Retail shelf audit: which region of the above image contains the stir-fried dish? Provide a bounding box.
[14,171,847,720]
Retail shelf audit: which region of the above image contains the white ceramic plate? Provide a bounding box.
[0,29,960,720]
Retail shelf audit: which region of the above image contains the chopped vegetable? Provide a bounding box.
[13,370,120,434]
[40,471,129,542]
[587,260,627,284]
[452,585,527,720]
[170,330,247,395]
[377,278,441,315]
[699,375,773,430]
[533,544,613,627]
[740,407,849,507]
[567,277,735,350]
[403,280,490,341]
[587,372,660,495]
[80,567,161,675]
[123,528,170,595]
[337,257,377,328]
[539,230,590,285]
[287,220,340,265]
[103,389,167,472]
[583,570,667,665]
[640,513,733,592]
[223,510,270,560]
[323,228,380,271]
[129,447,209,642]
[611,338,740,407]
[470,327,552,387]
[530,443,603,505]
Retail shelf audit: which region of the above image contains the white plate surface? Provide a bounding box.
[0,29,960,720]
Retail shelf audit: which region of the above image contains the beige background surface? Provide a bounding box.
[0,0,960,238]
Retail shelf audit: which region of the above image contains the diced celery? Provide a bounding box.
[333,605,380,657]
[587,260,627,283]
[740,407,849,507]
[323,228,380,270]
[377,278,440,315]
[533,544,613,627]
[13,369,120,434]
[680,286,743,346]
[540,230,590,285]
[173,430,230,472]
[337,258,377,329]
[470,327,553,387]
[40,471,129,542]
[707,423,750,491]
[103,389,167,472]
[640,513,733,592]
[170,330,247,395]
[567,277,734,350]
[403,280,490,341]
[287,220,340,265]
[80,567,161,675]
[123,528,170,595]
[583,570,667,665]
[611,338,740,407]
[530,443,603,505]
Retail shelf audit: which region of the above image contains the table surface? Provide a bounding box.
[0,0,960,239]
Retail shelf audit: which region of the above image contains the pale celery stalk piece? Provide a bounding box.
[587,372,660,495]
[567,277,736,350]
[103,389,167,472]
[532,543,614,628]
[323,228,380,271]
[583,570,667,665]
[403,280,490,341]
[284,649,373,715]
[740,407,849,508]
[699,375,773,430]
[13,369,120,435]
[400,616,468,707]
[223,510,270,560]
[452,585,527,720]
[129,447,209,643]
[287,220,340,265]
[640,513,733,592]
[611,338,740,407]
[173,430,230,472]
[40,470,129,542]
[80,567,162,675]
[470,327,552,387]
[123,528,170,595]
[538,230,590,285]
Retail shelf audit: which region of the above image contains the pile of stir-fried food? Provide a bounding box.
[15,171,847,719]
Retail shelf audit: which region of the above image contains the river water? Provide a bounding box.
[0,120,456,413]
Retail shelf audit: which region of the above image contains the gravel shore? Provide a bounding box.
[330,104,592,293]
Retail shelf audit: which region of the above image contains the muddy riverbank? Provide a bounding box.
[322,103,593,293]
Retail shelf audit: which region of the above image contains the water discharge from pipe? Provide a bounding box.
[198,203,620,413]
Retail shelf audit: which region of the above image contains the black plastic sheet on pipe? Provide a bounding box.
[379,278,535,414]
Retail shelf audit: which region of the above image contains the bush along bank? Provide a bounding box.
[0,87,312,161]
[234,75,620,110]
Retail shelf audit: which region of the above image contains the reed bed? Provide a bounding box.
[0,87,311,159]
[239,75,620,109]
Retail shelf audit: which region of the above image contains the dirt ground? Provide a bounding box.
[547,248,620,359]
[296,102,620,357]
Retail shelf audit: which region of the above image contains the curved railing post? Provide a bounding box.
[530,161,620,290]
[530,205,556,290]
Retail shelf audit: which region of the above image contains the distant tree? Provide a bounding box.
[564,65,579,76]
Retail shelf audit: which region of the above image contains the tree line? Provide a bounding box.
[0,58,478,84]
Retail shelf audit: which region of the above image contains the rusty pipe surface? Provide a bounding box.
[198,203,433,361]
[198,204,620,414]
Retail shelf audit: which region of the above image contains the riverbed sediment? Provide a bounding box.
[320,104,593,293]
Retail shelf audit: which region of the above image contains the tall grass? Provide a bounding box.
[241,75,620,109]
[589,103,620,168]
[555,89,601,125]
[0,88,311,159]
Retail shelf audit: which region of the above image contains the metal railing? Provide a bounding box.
------------
EXERCISE DIRECTIONS:
Reproduce every row above without changing a single character.

OUTPUT:
Retail shelf audit: which region of the above image contains the stir-fried dish? Provide a bounding box.
[14,171,847,720]
Retail shelf audit: which region of the above image contains the white ceramic plate? Provide a bounding box.
[0,29,960,720]
Retail shelf audit: which region of the above image contains the chopped vegetable? Provide a bounding box.
[13,370,120,434]
[40,471,129,542]
[587,260,627,284]
[452,585,527,720]
[170,330,247,395]
[377,278,441,315]
[699,375,773,430]
[533,544,613,627]
[740,407,849,507]
[567,277,735,350]
[403,280,490,341]
[587,372,660,495]
[80,567,161,675]
[123,528,170,595]
[337,257,377,328]
[539,230,590,285]
[287,220,340,265]
[103,389,167,472]
[583,570,667,665]
[640,513,733,592]
[223,510,270,560]
[323,228,380,271]
[129,447,209,642]
[611,338,740,407]
[470,327,552,387]
[530,443,603,505]
Retail shelf audit: which region of the above image contains the white plate surface? Provide a bounding box.
[0,29,960,720]
Retail shelf audit: which region of the above image contains the beige background surface? Provide a bounding box.
[0,0,960,238]
Retail shelf audit: which region of the above image contains the diced celery? Provide a bounding box.
[333,605,380,657]
[587,260,627,283]
[740,407,849,507]
[323,228,380,270]
[377,278,440,315]
[533,544,613,627]
[13,369,120,434]
[680,286,743,346]
[540,230,590,285]
[173,430,230,472]
[337,258,377,329]
[470,327,553,387]
[40,471,129,542]
[707,423,750,491]
[103,389,167,472]
[640,513,733,592]
[170,330,247,395]
[567,277,734,350]
[403,280,490,341]
[287,220,340,265]
[80,567,161,675]
[123,528,170,595]
[583,570,667,665]
[611,338,740,407]
[530,443,603,505]
Retail shelf audit: which region of the above image contains the table surface? Provide a bounding box.
[0,0,960,239]
Retail shelf audit: which region of the above image contains the pale celery stalk piece? Provide a bounding box.
[587,372,660,495]
[567,277,736,350]
[103,389,167,472]
[532,543,614,628]
[323,228,380,271]
[583,570,667,665]
[403,280,490,341]
[284,649,373,715]
[740,407,849,508]
[699,375,773,430]
[13,369,120,435]
[400,616,468,707]
[223,510,270,560]
[452,585,527,720]
[129,447,209,643]
[287,220,340,265]
[640,513,733,592]
[611,338,740,407]
[173,430,230,472]
[40,470,129,542]
[80,567,162,675]
[470,327,552,387]
[123,528,170,595]
[538,230,590,285]
Retail shelf audit: which region of the above image contains the pile of stir-fried food? Provide a bounding box.
[15,171,847,719]
Retail shelf audit: which region of the above image contains the river water? Provide a bounding box.
[0,120,456,413]
Retail shelf audit: which region of the above image contains the gravel shore? Provide a bounding box.
[330,104,592,293]
Retail shelf audit: which region of the above image contains the muddy riverbank? Provide a bounding box.
[322,103,593,293]
Retail shelf audit: which region of the above image contains the water discharge from pipe? Provide a bounding box.
[198,203,620,413]
Retail shelf audit: which region of the above image contains the black plastic sheet on pipe? Provide a bounding box.
[379,278,535,414]
Retail shelf audit: which region of the above image contains the bush along bank? Provide a bounding box.
[0,87,312,161]
[234,75,620,110]
Retail shelf audit: which region of the above image contains the reed bed? Provide a bounding box.
[0,87,311,159]
[239,75,620,109]
Retail shelf audit: which region of the above image contains the dirt ground? Provide a bounding box.
[547,248,620,359]
[296,102,620,357]
Retail shelf audit: which region of the above image contains the curved railing post? Provide a bounding box.
[530,161,620,290]
[530,205,556,290]
Retail shelf audit: which region of the above image contains the distant tree? Provide a bounding box.
[564,65,579,76]
Retail shelf audit: which region of the above image contains the tree line? Provide a bounding box.
[0,58,478,84]
Retail shelf audit: which region of the above image contains the rusty pipe surface? Provide a bounding box.
[198,203,433,361]
[198,204,620,414]
Retail shelf audit: which region of the above image contains the riverbed sediment? Provide a bounding box.
[320,104,593,293]
Retail shelf audit: which region of the above image contains the tall grass? Provide a bounding box.
[241,75,620,109]
[589,103,620,168]
[555,89,601,125]
[0,88,311,159]
Retail shelf audit: which region of the above image contains the metal railing? Provide a bounding box.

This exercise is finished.